[[ Source material open ]]

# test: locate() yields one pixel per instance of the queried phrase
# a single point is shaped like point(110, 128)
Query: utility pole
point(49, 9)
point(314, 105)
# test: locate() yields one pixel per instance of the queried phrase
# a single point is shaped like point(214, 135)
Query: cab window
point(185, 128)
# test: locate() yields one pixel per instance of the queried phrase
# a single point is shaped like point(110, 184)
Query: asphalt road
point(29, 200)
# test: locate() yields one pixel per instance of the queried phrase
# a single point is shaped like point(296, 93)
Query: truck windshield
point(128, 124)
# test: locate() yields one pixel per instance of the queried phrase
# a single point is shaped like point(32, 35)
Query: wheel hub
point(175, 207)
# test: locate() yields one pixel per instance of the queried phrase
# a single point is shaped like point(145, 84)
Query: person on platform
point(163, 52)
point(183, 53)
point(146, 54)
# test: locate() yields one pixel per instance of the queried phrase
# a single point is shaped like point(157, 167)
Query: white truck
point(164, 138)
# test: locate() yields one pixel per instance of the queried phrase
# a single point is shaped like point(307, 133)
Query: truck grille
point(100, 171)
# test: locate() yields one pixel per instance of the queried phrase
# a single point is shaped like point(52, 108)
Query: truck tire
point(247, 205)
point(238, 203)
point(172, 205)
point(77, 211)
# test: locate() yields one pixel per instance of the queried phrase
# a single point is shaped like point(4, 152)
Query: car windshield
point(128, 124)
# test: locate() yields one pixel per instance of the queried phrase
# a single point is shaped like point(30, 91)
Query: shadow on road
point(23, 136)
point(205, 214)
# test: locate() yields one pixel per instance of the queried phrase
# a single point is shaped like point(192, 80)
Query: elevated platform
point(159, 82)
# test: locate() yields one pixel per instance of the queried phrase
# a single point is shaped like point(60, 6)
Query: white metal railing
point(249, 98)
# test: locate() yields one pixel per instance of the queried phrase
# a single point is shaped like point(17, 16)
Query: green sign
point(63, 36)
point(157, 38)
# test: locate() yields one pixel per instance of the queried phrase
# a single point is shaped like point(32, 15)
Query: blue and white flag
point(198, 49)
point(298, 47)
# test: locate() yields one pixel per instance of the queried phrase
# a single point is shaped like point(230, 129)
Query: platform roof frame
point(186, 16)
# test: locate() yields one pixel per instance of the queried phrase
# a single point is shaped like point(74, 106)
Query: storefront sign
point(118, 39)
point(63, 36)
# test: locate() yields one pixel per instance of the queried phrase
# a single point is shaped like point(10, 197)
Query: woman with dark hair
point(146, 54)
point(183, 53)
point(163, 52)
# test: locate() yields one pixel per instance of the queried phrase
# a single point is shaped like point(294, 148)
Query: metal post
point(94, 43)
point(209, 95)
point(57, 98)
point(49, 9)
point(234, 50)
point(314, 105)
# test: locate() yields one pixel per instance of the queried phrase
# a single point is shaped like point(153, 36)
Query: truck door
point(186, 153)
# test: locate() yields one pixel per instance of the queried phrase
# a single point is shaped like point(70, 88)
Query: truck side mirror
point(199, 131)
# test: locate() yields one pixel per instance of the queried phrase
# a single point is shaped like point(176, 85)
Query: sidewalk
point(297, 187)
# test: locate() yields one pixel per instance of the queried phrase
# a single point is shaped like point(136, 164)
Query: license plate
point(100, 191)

[[ Source material closed ]]

Work instructions> Render the whole set of entries again, exactly as given.

Answer box>
# test: locate() yields one pixel per instance of the queried phrase
# a single point is shaped like point(110, 128)
Query: utility pole
point(49, 9)
point(314, 105)
# test: locate() yields one pixel per instance of the queried phrase
# a single point is shaped like point(214, 135)
Query: cab window
point(185, 128)
# test: locate() yields one pixel per instance of the queried phrase
# a single point is shaped like point(110, 184)
Query: asphalt road
point(29, 200)
# test: locate() yields one pixel per instance of the queried phrase
# a single point is shaped like point(296, 93)
Query: truck windshield
point(128, 124)
# test: locate() yields one pixel per instance of the queried phrase
# a single point is shaped like point(32, 35)
Query: wheel hub
point(175, 207)
# test: locate() yields one pixel per instance of the queried phrase
# a single point is shaped like point(145, 84)
Query: person on platform
point(163, 52)
point(183, 53)
point(146, 54)
# test: locate() yields one pixel per instance of the queried phrase
# a single point is shaped like point(157, 167)
Query: white truck
point(164, 138)
# test: locate() yields one pixel per instance of the queried phrase
# a single point is shaped like point(307, 133)
Query: truck grille
point(100, 171)
# test: locate() yields one pixel per instance of the queried phrase
# a single point is shaped like point(52, 108)
Query: truck tire
point(247, 205)
point(238, 203)
point(172, 205)
point(77, 211)
# test: locate() yields one pixel per instance of the queried phrase
# a single point is shaped like point(4, 152)
Query: car windshield
point(128, 124)
# test: locate() yields one pixel per instance of the queried phrase
# a single point is shaped like point(30, 91)
Query: shadow on road
point(23, 136)
point(205, 214)
# test: locate() yields one pixel per instance of the queried phrase
# a single point is shaped like point(192, 80)
Query: elevated platform
point(159, 82)
# test: locate() yields one pixel per instance of the queried phrase
# a single point is shaped like point(60, 6)
Query: white metal railing
point(249, 98)
# test: locate() yields one pixel per instance of the queried phrase
# a single point is shaped like point(17, 16)
Query: green sign
point(63, 36)
point(157, 38)
# test: locate() yields one pixel per instance of the queried phrase
# a single point is shaped like point(32, 15)
Query: blue and white flag
point(198, 49)
point(298, 47)
# test: locate() yields one pixel per instance of the queried phrase
# a single point is shaped like point(230, 129)
Query: platform roof frame
point(186, 16)
# test: locate() yields one pixel per instance of the queried phrase
# a single point is shaped like point(74, 106)
Query: storefront sign
point(118, 39)
point(63, 36)
# test: locate() yields one pixel per instance of the queried phrase
# a single point is shaped like point(10, 197)
Query: woman with dark hair
point(146, 54)
point(183, 53)
point(163, 52)
# test: locate() yields one pixel per instance of the queried phrase
# a single point is shaped like point(294, 148)
Query: metal post
point(94, 43)
point(209, 95)
point(57, 98)
point(49, 9)
point(234, 50)
point(314, 105)
# test: locate() yields one pixel per instance of the queried phrase
# a single point is shaped like point(153, 36)
Query: truck door
point(186, 153)
# test: locate() yields one pixel per instance of the queried phrase
# a single point is shaped like point(70, 88)
Query: truck side mirror
point(199, 131)
# test: locate() yields one pixel per instance of the queried phrase
# a single point is shaped like point(176, 85)
Query: sidewalk
point(297, 187)
# test: locate() yields one pixel per instance of the queried phrase
# a single point is shaped like point(136, 164)
Query: license plate
point(100, 191)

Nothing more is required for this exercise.